Could you find each line of the data below that contains the word "building" and copy those lines?

----

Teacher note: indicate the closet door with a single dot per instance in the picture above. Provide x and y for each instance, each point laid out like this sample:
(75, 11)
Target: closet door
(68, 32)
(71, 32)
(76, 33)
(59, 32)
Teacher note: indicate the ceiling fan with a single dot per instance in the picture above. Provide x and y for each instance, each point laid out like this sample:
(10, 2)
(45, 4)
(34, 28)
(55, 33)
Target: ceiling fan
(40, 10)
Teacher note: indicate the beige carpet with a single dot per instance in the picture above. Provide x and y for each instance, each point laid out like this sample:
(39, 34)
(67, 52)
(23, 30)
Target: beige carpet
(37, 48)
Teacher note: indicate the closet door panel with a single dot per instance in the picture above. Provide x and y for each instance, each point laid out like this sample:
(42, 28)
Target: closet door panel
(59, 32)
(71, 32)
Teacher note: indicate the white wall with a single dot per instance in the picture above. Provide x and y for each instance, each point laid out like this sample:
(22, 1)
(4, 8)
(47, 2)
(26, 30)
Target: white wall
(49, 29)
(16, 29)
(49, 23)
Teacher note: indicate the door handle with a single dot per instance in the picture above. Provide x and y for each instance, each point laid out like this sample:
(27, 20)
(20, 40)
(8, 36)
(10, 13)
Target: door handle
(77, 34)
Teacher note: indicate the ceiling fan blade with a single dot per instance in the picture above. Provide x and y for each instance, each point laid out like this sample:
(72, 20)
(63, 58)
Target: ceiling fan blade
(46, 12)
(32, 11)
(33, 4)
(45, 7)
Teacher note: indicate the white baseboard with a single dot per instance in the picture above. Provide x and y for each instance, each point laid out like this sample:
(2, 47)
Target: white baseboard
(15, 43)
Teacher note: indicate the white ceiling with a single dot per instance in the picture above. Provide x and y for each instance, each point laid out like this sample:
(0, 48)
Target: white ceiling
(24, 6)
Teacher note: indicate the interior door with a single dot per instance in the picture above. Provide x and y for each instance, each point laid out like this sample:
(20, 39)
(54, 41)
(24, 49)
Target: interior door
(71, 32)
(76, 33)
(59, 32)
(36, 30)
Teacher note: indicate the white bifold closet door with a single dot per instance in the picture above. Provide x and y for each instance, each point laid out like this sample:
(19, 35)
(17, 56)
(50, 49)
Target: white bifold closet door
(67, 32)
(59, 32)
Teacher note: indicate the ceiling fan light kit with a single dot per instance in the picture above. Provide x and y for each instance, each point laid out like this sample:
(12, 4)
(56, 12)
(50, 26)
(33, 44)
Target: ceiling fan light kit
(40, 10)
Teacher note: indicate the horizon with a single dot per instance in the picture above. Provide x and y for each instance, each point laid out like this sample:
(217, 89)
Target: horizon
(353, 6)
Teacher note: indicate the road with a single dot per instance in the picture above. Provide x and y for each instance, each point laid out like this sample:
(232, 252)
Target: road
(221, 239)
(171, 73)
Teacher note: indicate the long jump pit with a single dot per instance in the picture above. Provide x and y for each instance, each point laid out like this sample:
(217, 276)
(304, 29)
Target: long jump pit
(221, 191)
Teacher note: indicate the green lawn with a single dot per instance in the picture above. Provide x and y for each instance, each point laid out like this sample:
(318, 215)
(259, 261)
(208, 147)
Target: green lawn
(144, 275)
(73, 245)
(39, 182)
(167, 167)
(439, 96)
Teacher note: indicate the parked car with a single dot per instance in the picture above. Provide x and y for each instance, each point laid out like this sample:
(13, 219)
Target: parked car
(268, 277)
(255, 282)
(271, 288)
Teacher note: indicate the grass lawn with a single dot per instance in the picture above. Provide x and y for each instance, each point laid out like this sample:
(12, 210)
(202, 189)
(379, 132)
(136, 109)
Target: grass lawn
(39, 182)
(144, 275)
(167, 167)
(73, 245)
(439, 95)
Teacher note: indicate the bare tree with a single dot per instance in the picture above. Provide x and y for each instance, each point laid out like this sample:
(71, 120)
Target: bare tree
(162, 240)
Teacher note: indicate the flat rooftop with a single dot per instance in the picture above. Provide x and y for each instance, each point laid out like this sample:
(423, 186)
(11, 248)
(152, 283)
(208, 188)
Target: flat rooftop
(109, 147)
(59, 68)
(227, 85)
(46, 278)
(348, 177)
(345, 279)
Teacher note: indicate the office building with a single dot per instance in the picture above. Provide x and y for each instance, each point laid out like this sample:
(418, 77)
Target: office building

----

Your solution
Teacher note: indicate the office building with a single dot per instance in the picture above. Provide x and y for each instance, each point laid out like this sample:
Target: office building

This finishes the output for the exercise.